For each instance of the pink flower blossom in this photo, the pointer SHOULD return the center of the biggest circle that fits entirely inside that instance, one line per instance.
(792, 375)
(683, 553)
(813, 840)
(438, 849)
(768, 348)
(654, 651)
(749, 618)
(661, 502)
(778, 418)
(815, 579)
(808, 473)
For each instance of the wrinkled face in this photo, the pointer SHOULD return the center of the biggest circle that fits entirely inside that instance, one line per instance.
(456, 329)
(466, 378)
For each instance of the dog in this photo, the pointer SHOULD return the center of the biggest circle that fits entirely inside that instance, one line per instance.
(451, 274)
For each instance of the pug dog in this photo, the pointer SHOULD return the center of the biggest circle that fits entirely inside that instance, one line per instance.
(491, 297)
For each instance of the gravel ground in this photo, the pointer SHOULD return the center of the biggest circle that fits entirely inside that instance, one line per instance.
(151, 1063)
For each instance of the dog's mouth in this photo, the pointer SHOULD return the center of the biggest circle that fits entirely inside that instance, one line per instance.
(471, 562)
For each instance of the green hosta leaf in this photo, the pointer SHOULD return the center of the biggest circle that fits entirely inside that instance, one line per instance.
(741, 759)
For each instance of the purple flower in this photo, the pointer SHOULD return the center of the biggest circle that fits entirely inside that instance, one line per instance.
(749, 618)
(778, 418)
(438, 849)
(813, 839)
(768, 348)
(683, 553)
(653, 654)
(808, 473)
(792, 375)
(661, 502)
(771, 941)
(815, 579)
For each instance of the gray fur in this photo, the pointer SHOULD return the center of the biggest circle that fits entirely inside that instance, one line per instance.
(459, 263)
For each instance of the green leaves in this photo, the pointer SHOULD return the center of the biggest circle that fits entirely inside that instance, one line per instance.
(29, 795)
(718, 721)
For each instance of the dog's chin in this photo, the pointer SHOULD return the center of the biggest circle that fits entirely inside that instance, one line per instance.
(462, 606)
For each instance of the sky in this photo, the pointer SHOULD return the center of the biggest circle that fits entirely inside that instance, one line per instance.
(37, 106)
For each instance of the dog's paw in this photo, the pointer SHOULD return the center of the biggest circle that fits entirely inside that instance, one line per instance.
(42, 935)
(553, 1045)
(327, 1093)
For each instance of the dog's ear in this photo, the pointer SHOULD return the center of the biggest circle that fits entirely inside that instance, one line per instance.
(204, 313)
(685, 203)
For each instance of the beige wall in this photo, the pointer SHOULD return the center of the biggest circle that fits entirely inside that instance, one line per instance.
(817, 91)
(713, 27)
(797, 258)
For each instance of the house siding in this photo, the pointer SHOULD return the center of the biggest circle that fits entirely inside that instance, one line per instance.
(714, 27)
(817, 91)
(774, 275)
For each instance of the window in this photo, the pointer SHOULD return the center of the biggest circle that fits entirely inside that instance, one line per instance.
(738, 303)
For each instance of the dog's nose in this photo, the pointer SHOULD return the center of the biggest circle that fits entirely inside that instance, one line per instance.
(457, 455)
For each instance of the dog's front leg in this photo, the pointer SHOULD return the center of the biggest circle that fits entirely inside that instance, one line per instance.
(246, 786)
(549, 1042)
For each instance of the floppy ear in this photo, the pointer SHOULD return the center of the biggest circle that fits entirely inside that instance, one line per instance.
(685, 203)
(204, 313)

--------------------------------------------------

### Task
Set all of the entries down again, exactly as they were given.

### Written response
For each instance of the pink flower blossom in this photo, the pointer SHOULD return the center of the biggest circle that fits entirely inside that instance, one line per instance.
(792, 375)
(683, 553)
(813, 840)
(438, 849)
(768, 348)
(654, 651)
(749, 618)
(661, 502)
(778, 418)
(815, 579)
(808, 473)
For each instance of the wrinkled face in this photo, the pointer SHOULD return the center of the biggest circle that fits entirely inside that instance, one line per instance.
(456, 329)
(466, 378)
For each instance of the dog in this photo, the pointer SHOULD return the center of the biggest circle that fits entirely inside that instance, one line per instance.
(451, 274)
For each instance of the pug dog in this photo, the pointer SHOULD return the center of the biggest circle that fits entirely inside that instance, one line per instance.
(491, 297)
For each instance of the gravel ground in this photo, the pointer SHOULD return the center of the biggest circle that fits entirely inside that instance, one line per instance.
(151, 1063)
For each instance of the dog's mouth in this photo, the pointer SHOULD return the center of the biggest circle that fits entirely inside that instance, one line per instance.
(471, 562)
For each instance of the green hosta leaf in this photo, the pointer SHOULD return the center of the biggest circle that fits entirely inside that instance, one line per instance.
(741, 759)
For each instance of the purple flower in this photo, the pointer SHOULD return the center of the biggest circle that fits entirely inside that instance, one line per instance.
(749, 618)
(778, 418)
(438, 849)
(813, 839)
(768, 348)
(683, 553)
(653, 654)
(808, 473)
(792, 375)
(661, 502)
(771, 941)
(815, 579)
For each instance of the gray fur in this photo, the pointer SHOULD return the center of the biggest circle that fits entirely inside that instance, one line per instance.
(459, 263)
For each instance of the green leaves in this photo, the pointer SHOULD return the center of the biggest circle that fits entirely inside that instance, one line per instance.
(29, 795)
(718, 721)
For each instance of the dog's chin in this photo, the pointer SHOULD return the center of the biggest circle that fits entirely inside that instance, one line per instance.
(462, 606)
For each instance of the sky in this photo, the pointer SHOULD return the center of the biggest circle that fits entirely inside that instance, one line per instance.
(37, 106)
For each instance of the dog's paw in this photo, the pointer SHOULD return the center of the biggest circle that fits entirely inside that instance, one line per instance.
(42, 935)
(553, 1045)
(327, 1093)
For each instance of the dog's ear in this photo, the pointer SHOULD return the center of the biggest circle that fits entirely inside that instance, one line per instance.
(204, 313)
(685, 203)
For each instance of the beige wall in this photo, the pointer SHOULD return the center of the biggest circle that fits entirely inside that instance, one line per instance.
(817, 91)
(713, 27)
(797, 258)
For each instance of the house siding in this photo, the pointer SHOULD return the center of the biggest circle that fits entirely inside that instance, one line per instance.
(714, 27)
(817, 91)
(774, 275)
For each instance of the window in this photo, the pointer SHOULD return the center of the biggest circle that fits entirely inside that instance, one line per instance.
(738, 303)
For each instance of the dog's nose in this photo, the pointer SHOULD return the center of the biggest circle that fits entirely inside that instance, one line per instance.
(457, 455)
For each instance of the dog's front leg in this photo, the pointer SHOULD return the center of the biggest circle that fits entirely inside that instance, one line per instance.
(246, 786)
(549, 1042)
For each instance of the floppy ear in this photo, the pointer SHOULD return the center of the biggest circle that fits entirely inside that instance, one line per instance.
(685, 203)
(204, 313)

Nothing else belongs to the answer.